RECORDS FOR THE EXERCISE:
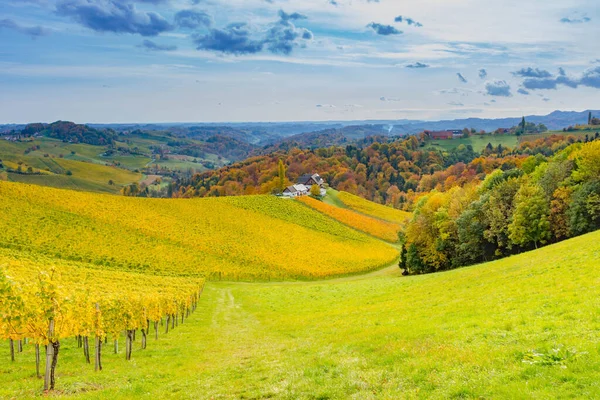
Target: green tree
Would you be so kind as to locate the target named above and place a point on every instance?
(584, 209)
(281, 174)
(530, 223)
(315, 190)
(413, 260)
(498, 211)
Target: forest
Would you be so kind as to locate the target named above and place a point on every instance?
(390, 171)
(542, 200)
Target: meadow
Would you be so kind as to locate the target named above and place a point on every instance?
(375, 210)
(522, 327)
(243, 238)
(384, 230)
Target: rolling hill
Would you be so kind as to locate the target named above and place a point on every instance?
(522, 327)
(242, 238)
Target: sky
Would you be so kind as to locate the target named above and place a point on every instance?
(125, 61)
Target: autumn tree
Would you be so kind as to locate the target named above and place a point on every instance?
(315, 190)
(530, 222)
(281, 176)
(498, 212)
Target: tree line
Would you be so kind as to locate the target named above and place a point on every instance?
(543, 199)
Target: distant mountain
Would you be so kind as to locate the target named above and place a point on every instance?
(261, 133)
(71, 132)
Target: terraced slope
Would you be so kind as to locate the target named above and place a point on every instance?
(526, 327)
(244, 238)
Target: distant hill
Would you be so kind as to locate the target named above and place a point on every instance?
(72, 132)
(268, 133)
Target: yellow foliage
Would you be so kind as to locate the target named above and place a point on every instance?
(373, 209)
(81, 299)
(382, 229)
(234, 238)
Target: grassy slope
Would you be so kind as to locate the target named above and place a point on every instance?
(236, 238)
(375, 210)
(459, 334)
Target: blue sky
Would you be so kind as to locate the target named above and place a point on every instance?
(292, 60)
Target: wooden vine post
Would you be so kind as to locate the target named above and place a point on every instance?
(98, 339)
(48, 385)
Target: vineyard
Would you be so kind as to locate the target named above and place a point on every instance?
(384, 230)
(373, 209)
(44, 301)
(245, 238)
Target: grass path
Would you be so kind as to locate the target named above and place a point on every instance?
(523, 327)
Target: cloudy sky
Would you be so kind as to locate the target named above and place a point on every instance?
(291, 60)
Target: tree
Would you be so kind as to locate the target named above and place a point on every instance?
(315, 190)
(530, 223)
(281, 175)
(584, 209)
(558, 218)
(587, 160)
(498, 211)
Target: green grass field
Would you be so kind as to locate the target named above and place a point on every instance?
(524, 327)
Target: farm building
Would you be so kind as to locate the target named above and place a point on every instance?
(440, 135)
(303, 185)
(296, 190)
(310, 179)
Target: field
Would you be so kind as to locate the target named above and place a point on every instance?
(479, 142)
(523, 327)
(245, 238)
(373, 209)
(384, 230)
(91, 168)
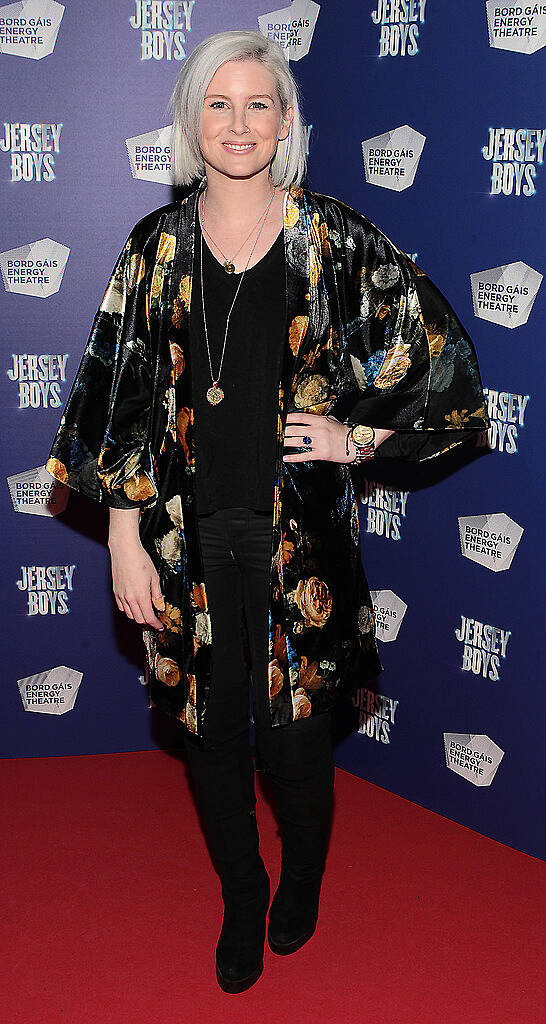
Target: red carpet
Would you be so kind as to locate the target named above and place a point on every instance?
(113, 908)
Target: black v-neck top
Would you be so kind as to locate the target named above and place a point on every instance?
(236, 440)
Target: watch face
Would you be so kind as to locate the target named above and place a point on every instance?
(363, 435)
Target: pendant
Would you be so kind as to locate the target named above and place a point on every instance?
(214, 394)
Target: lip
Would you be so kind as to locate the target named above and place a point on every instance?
(248, 147)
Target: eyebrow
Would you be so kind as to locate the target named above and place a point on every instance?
(256, 95)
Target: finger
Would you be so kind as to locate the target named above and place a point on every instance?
(296, 441)
(149, 615)
(157, 597)
(126, 607)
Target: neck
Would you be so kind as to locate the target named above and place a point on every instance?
(238, 200)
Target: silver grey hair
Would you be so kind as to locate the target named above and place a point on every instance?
(290, 162)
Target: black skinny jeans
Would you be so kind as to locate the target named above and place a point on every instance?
(236, 545)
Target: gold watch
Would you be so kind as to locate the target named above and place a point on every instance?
(364, 439)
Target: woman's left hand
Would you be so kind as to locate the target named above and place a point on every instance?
(327, 434)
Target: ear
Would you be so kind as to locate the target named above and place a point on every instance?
(285, 123)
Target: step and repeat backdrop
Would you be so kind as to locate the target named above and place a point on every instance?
(426, 116)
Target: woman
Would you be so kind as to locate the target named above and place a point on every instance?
(235, 323)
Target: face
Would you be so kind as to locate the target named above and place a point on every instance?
(242, 120)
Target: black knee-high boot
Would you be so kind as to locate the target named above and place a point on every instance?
(224, 783)
(304, 809)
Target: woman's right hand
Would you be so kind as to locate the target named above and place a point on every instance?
(135, 581)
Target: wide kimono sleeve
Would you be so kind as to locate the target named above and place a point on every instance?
(415, 365)
(101, 448)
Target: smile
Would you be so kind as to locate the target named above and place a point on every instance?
(239, 148)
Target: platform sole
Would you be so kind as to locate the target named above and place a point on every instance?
(239, 985)
(283, 948)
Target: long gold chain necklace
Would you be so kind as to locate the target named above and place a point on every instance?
(228, 264)
(215, 393)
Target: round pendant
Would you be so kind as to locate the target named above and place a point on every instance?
(214, 394)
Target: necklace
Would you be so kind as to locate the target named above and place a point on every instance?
(228, 264)
(215, 393)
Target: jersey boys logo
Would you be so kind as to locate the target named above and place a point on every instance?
(291, 27)
(52, 691)
(30, 29)
(507, 415)
(388, 613)
(490, 540)
(37, 493)
(399, 20)
(36, 268)
(162, 28)
(38, 378)
(505, 294)
(47, 588)
(473, 758)
(384, 509)
(33, 148)
(514, 154)
(150, 156)
(391, 160)
(516, 27)
(377, 714)
(484, 646)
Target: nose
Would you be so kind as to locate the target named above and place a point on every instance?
(239, 123)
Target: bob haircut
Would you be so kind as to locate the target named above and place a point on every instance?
(290, 163)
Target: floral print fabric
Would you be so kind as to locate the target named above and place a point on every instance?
(364, 324)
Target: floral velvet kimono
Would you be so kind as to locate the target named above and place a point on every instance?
(364, 324)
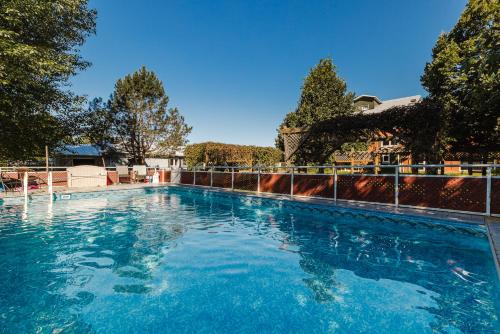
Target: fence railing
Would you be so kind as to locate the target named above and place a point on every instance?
(443, 187)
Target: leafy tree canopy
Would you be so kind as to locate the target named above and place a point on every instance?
(135, 120)
(39, 42)
(324, 96)
(464, 79)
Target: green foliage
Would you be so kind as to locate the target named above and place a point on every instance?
(38, 48)
(463, 78)
(212, 153)
(141, 124)
(324, 96)
(414, 126)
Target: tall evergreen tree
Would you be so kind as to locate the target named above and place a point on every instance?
(324, 96)
(38, 54)
(142, 125)
(464, 79)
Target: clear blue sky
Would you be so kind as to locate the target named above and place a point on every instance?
(235, 68)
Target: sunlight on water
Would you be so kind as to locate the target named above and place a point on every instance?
(185, 261)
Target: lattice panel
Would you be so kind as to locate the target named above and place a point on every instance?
(293, 139)
(245, 181)
(186, 177)
(366, 188)
(202, 178)
(221, 180)
(313, 185)
(495, 196)
(454, 193)
(275, 183)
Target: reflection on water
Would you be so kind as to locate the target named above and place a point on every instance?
(187, 261)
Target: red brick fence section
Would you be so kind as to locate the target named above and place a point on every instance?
(450, 193)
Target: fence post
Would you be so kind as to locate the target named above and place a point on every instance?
(211, 176)
(335, 183)
(49, 183)
(232, 178)
(258, 179)
(396, 186)
(25, 184)
(488, 191)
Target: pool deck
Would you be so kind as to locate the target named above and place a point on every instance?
(492, 223)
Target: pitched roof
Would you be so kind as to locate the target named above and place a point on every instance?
(80, 150)
(402, 101)
(368, 96)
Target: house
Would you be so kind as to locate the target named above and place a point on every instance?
(76, 155)
(175, 159)
(382, 149)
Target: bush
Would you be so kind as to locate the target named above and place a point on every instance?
(212, 153)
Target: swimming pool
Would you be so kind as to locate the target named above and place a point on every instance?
(179, 260)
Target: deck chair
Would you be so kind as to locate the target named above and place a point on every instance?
(139, 173)
(123, 174)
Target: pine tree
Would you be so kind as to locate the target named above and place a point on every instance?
(142, 125)
(324, 96)
(464, 79)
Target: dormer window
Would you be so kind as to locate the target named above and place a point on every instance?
(385, 142)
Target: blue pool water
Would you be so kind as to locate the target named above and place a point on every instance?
(173, 260)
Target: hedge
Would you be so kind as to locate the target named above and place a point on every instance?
(212, 153)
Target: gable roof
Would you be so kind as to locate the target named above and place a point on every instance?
(402, 101)
(80, 150)
(367, 96)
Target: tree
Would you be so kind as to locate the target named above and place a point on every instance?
(221, 154)
(142, 125)
(38, 48)
(464, 79)
(324, 96)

TASK STATEMENT: Render the records from the line containing "Target: pitched roof" through the final line of the records as a Markdown table with two columns, Row and Content. Number each line in the Row column, put the line itself in the Content column, and leave out any blank lines.

ANSWER TO THE PROBLEM:
| Row | Content |
|---|---|
| 1 | Target: pitched roof |
| 2 | Would you be so kind as to locate the target named above and place a point on every instance? |
| 3 | (80, 150) |
| 4 | (402, 101) |
| 5 | (368, 96) |
| 6 | Target: house |
| 7 | Would you be so kind as to locate the target named above and place a point on every instance? |
| 8 | (76, 155) |
| 9 | (175, 159) |
| 10 | (382, 149) |
| 11 | Target: bush |
| 12 | Would you be so kind as to locate the target named above and place a point on every instance? |
| 13 | (212, 153) |
| 14 | Target: swimming pool |
| 15 | Would you be so kind as to locate the target named above and place a point on every instance? |
| 16 | (179, 260) |
| 17 | Target: deck chair |
| 18 | Would you be so kind as to locate the target named above and place a point on every instance? |
| 19 | (139, 173) |
| 20 | (123, 174) |
| 21 | Target: pine tree |
| 22 | Would you be so kind as to locate the target named above and place a point on every instance? |
| 23 | (142, 125) |
| 24 | (324, 96) |
| 25 | (464, 79) |
| 26 | Target: dormer window |
| 27 | Would you be so kind as to locate the target named above and place a point on every instance? |
| 28 | (385, 142) |
| 29 | Target: blue pool water |
| 30 | Would you be so kind as to locate the target named above and place a point on every instance? |
| 31 | (173, 260) |
| 32 | Target: hedge |
| 33 | Would you be so kind as to locate the target named above and place a point on every instance? |
| 34 | (212, 153) |
| 35 | Target: gable roof |
| 36 | Would you be so kind as to locate the target named above and place a point on every instance? |
| 37 | (402, 101) |
| 38 | (80, 150) |
| 39 | (367, 96) |
| 40 | Target: tree |
| 41 | Would you be so kind as to locate the target named above and place a point on every instance? |
| 42 | (221, 154) |
| 43 | (142, 125) |
| 44 | (38, 48) |
| 45 | (464, 79) |
| 46 | (324, 96) |